Task brief
Repeat the lines beginning at the one with "Where can the green table" and running to the end of the material, keeping the first and last of them, exactly as they appear.

* START Source records *

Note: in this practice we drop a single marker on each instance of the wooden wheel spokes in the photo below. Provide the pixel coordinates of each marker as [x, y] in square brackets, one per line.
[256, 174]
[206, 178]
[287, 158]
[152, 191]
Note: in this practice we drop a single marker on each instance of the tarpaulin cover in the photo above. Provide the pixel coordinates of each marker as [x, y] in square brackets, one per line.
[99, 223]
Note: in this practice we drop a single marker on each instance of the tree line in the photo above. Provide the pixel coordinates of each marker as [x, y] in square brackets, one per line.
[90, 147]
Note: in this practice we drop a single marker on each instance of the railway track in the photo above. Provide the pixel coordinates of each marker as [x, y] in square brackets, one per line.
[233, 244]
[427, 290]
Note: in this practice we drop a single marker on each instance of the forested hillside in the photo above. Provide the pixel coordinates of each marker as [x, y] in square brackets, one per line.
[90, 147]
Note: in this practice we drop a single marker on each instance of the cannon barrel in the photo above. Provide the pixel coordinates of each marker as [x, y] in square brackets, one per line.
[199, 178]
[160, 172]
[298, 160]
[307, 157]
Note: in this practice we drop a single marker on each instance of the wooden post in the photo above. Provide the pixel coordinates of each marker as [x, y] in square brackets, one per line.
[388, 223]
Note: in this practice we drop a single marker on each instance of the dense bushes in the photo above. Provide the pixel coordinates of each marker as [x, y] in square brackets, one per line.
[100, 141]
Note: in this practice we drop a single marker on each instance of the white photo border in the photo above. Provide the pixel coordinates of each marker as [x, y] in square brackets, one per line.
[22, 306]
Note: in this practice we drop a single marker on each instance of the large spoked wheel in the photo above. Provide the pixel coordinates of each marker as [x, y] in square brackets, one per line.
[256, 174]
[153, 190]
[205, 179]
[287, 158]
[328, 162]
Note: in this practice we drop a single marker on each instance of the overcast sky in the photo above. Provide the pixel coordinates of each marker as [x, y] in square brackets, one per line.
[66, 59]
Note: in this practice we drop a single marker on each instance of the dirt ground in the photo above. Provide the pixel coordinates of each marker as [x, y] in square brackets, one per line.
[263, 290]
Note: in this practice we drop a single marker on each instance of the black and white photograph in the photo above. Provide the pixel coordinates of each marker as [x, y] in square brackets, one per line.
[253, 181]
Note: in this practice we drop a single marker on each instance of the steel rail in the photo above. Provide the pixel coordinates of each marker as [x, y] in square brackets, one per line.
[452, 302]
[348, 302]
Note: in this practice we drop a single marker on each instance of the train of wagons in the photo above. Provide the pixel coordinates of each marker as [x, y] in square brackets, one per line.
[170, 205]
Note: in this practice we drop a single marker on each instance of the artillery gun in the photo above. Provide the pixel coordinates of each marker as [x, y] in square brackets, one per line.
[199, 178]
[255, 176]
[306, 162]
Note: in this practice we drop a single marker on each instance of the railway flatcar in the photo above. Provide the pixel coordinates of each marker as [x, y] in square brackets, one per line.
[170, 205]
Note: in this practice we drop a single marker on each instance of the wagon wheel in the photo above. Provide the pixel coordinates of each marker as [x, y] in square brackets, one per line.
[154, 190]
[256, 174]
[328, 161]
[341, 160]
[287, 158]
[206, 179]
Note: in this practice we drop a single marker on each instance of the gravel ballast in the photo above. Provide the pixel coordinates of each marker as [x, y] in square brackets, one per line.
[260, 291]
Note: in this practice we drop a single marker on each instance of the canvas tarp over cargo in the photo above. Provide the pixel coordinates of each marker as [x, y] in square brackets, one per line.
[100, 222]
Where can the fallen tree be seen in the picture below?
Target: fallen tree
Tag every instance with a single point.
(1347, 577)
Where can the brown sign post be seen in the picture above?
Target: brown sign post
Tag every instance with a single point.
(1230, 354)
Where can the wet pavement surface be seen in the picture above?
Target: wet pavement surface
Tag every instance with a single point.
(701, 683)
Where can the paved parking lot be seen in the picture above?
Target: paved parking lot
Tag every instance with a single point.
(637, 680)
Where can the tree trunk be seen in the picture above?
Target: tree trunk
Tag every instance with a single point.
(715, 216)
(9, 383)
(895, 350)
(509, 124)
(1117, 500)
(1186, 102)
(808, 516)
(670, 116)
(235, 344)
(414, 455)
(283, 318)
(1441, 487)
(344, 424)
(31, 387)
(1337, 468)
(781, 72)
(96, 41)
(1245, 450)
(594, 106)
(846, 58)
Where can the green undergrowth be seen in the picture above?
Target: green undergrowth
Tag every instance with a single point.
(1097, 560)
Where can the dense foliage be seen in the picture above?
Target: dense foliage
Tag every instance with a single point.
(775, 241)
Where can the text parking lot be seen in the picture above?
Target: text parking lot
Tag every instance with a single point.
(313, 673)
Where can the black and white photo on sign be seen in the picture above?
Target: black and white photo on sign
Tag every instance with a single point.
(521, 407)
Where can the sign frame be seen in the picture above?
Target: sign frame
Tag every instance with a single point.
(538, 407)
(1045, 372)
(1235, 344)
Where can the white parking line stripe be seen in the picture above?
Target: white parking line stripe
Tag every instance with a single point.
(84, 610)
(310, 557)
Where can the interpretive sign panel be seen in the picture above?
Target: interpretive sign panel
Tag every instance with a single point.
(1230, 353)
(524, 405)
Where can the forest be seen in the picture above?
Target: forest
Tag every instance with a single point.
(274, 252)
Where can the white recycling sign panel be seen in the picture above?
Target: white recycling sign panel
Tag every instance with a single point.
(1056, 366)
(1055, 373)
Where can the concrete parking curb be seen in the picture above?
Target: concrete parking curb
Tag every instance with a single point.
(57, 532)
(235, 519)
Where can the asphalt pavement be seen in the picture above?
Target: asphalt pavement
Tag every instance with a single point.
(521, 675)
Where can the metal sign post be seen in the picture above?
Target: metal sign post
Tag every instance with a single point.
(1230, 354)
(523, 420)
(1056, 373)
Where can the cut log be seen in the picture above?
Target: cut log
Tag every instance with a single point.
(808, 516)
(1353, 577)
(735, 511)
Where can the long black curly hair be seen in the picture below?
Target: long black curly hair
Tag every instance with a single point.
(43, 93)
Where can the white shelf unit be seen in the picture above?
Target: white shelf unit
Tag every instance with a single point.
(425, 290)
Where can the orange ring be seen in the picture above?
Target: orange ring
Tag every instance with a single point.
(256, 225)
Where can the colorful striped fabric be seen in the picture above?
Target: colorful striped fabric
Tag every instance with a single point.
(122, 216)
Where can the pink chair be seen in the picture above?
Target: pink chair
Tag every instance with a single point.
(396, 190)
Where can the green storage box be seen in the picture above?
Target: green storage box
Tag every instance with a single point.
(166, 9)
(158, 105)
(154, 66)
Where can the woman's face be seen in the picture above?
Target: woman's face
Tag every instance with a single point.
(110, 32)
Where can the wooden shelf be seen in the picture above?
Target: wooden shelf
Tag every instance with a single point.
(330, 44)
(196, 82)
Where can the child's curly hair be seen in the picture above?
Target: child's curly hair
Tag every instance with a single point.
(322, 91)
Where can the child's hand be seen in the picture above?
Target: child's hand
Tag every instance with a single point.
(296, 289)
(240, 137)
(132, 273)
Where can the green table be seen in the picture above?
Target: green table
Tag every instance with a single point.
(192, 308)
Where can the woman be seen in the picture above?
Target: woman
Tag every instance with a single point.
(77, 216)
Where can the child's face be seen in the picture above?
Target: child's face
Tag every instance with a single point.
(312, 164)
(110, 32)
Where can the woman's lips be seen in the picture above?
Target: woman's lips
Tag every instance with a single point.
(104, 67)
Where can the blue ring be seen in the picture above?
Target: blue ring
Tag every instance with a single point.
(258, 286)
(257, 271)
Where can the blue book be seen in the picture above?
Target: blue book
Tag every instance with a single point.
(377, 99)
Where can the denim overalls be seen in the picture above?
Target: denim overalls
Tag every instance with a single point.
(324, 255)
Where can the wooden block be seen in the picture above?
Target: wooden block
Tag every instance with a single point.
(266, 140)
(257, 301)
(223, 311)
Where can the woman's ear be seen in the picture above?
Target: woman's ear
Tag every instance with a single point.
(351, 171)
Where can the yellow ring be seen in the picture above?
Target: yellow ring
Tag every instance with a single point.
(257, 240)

* END Source records *

Output
Where can the green table be seen in the picture above?
Target: green table
Tag every instance with a single point.
(192, 308)
Where can the woman be seen in the picture above?
Target: woman
Tag every instance with a single point.
(77, 216)
Where can the child's face be seen in the picture above?
Target: child's face
Tag every instance with a single point.
(312, 164)
(110, 32)
Where can the woman's lips be seen in the picture above?
Target: woman's lips
Tag every instance with a single point.
(104, 67)
Where can the blue ring be seen in the picture above?
Target: blue ring
Tag every instance with a single point.
(258, 286)
(257, 271)
Where can the blue book be seen in the picture above?
Target: blue book
Tag every instance with a single point.
(377, 99)
Where can the denim overalls be seen in the picture above?
Target: denim overalls
Tag every instance with a single point.
(324, 255)
Where can the wooden block be seen in the picture above?
Target: wooden block
Tag every instance with a single point.
(266, 140)
(257, 301)
(223, 311)
Where can the woman's ear be seen in the picture above?
Target: woman's ear
Tag every instance with a single point.
(351, 171)
Where can the yellow ring be seen in the picture above?
Target: yellow ring
Tag every instance with a single point.
(257, 240)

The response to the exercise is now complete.